------ Excerpt to read

6.2. Developing a model to predict permeability (see Sect. 1.4) could save significant resources for a pharmaceutical company, while at the same time more rapidly identifying molecules that have a sufficient permeability to become a drug:
library(AppliedPredictiveModeling)
data(permeability)
The matrix fingerprints contains the 1,107 binary molecular predictors for the 165 compounds, while permeability contains permeability response.
zeroVarFingerprints<-fingerprints %>% nearZeroVar( names = T)
ourFingerprints<-fingerprints[,-nearZeroVar(fingerprints)]
ncol(ourFingerprints)
## [1] 388
set.seed(11032021)
trainIndex<-caret::createDataPartition(permeability, list=F)
preProc<-preProcess(ourFingerprints)
trainFingerprints<-predict(preProc, ourFingerprints[trainIndex,])
testFingerprints<-predict(preProc, ourFingerprints[-trainIndex,])

------------
------ Data for review

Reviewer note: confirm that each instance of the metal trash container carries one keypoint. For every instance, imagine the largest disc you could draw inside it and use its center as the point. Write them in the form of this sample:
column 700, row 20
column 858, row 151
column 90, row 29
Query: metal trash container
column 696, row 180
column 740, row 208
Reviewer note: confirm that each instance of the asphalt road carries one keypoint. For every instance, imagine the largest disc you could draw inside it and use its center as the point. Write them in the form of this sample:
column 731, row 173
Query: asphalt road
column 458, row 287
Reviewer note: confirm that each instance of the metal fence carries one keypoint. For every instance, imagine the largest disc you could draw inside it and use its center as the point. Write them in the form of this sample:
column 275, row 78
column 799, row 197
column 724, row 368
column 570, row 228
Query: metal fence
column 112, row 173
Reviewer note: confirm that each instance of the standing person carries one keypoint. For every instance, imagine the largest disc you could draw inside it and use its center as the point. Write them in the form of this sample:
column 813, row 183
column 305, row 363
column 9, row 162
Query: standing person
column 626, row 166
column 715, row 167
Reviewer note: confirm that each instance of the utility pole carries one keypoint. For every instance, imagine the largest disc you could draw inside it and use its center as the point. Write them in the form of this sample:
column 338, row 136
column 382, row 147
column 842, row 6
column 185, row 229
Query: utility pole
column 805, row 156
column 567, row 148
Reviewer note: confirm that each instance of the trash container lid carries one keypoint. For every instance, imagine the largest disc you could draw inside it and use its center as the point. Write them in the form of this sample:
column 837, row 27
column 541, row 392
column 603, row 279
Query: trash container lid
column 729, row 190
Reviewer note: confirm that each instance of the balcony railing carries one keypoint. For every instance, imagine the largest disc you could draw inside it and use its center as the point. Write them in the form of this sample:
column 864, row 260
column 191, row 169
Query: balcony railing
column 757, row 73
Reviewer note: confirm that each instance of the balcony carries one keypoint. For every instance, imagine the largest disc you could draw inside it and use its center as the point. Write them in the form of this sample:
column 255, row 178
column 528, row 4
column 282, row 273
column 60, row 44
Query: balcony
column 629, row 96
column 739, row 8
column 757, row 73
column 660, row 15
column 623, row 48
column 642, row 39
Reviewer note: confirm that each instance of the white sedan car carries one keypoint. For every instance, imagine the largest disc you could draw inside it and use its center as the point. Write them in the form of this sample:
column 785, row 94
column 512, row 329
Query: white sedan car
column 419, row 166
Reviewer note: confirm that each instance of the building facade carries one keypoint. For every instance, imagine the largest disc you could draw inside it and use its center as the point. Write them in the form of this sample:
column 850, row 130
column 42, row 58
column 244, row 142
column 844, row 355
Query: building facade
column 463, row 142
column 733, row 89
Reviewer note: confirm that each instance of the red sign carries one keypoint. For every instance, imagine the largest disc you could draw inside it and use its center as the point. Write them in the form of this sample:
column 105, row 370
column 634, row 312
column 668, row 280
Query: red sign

------------

### Tasks to perform
1. List every object name that the permeability exercise assigns a value to with the <- operator.
2. Please copy word for word the part of the permeability exercise that opens with the words containing "ourFingerprints<-fingerprints[,-nearZeroVar(fingerprints)]" and closes with "trainIndex<-caret::createDataPartition(permeability, list=F)".

### Results
1. zeroVarFingerprints, ourFingerprints, trainIndex, preProc, trainFingerprints, testFingerprints

2.
ourFingerprints<-fingerprints[,-nearZeroVar(fingerprints)]
ncol(ourFingerprints)
## [1] 388
set.seed(11032021)
trainIndex<-caret::createDataPartition(permeability, list=F)